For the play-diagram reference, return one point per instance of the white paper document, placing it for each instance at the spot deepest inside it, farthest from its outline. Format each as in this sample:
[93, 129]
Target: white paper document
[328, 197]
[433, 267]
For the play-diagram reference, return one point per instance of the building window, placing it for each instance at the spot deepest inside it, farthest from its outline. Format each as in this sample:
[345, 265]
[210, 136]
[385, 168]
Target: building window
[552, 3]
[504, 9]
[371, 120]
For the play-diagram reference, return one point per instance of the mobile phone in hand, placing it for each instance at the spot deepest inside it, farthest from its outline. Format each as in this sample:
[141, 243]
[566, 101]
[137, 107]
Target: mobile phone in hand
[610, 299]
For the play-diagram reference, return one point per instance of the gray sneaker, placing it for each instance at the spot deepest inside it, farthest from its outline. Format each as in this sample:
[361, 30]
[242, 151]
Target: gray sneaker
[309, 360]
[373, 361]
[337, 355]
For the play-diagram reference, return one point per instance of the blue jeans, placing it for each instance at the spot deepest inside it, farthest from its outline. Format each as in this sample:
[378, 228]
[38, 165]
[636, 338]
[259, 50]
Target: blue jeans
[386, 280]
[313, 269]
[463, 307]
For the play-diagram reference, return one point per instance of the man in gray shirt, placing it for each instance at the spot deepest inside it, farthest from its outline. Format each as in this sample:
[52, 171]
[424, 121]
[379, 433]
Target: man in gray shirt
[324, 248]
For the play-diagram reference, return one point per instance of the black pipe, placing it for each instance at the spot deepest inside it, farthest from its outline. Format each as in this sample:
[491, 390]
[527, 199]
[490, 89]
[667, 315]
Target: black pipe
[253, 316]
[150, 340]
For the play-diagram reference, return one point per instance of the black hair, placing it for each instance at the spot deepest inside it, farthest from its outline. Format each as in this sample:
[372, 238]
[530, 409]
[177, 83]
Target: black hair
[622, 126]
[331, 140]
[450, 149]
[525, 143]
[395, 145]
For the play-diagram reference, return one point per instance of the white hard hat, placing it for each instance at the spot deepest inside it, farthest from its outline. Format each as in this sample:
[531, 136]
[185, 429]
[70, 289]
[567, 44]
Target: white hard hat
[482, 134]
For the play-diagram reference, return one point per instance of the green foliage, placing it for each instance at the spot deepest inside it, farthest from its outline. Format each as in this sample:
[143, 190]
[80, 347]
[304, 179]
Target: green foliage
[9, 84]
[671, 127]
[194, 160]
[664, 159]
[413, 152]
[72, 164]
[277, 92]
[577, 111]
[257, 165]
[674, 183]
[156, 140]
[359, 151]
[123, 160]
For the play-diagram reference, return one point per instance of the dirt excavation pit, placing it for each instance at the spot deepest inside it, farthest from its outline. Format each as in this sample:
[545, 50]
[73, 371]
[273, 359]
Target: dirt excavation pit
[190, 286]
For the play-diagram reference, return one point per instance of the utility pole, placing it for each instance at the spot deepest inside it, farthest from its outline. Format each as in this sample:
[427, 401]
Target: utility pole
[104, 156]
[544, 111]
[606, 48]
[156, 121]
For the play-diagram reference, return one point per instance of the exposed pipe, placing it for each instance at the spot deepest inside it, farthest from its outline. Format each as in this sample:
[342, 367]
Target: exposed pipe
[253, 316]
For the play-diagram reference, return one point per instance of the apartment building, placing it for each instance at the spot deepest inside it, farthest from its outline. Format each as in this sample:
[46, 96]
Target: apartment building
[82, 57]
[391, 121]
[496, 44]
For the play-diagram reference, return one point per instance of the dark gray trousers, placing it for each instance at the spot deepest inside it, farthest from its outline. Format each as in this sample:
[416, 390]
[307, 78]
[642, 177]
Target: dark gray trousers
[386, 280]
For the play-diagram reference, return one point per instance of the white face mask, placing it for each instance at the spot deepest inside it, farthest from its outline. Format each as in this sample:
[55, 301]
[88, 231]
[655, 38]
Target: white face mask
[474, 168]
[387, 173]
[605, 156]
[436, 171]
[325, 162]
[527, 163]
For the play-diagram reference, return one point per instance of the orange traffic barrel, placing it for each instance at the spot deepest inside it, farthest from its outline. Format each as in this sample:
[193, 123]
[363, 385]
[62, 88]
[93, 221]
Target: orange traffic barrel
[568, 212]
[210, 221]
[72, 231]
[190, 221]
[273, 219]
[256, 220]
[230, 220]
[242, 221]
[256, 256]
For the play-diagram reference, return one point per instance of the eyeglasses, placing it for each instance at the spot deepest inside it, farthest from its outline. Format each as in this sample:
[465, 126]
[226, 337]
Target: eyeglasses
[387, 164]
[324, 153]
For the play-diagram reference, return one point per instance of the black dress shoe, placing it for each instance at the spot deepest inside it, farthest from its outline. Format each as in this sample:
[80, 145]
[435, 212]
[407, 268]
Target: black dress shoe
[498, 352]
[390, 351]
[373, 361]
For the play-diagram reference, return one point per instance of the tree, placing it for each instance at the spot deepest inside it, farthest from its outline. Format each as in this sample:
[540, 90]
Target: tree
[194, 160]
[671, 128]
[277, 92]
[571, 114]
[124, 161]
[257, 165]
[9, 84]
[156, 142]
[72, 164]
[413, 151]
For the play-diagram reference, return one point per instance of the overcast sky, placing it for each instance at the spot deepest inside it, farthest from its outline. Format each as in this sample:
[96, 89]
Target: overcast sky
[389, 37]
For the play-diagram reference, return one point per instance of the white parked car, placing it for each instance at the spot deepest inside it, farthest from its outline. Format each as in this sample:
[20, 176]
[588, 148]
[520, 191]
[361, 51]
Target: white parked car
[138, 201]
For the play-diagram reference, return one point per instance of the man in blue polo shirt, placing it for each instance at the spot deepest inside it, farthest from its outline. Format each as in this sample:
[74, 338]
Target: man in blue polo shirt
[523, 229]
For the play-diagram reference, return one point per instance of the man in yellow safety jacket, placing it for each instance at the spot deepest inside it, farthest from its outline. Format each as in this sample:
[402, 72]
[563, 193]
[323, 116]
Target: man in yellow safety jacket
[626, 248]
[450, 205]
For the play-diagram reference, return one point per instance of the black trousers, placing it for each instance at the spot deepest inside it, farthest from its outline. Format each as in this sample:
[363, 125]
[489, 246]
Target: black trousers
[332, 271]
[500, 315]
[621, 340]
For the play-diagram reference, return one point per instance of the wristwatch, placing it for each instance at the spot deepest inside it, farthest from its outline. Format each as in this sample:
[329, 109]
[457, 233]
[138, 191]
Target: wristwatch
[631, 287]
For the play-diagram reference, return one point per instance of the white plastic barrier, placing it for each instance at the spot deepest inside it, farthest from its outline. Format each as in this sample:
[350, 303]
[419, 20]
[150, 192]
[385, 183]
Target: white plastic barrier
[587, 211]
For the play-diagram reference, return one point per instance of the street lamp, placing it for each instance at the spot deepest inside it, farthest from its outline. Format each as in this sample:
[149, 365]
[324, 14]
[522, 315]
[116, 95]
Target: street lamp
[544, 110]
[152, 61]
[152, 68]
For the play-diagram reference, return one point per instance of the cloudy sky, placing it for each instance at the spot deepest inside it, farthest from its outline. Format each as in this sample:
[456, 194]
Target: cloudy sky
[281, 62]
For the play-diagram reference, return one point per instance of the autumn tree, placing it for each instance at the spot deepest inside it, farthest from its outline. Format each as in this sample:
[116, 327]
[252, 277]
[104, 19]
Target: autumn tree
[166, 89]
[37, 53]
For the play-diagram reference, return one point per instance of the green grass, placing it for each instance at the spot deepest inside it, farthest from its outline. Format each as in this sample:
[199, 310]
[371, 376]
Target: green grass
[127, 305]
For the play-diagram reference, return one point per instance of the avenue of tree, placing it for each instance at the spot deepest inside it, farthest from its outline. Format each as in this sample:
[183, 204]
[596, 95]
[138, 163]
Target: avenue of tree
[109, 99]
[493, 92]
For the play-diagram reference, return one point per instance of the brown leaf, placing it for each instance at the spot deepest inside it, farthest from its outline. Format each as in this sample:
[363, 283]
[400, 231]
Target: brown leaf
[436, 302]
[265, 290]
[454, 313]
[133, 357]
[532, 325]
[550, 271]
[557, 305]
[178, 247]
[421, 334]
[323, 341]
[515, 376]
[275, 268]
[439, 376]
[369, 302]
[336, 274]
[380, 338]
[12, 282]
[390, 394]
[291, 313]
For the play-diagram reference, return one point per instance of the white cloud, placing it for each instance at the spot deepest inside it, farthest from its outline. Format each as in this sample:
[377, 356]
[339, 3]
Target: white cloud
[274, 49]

## CHALLENGE
Nothing but the lines from the line with "white cloud, placing" to the last line of the listing above should appear; please retype them exactly, both ends included.

## CORRECT ANSWER
For the play-diagram reference, return one point per instance of the white cloud, placing it for each instance at the spot deepest inside it, farthest from its outline. Format each as in this sample:
[377, 356]
[339, 3]
Target: white cloud
[274, 49]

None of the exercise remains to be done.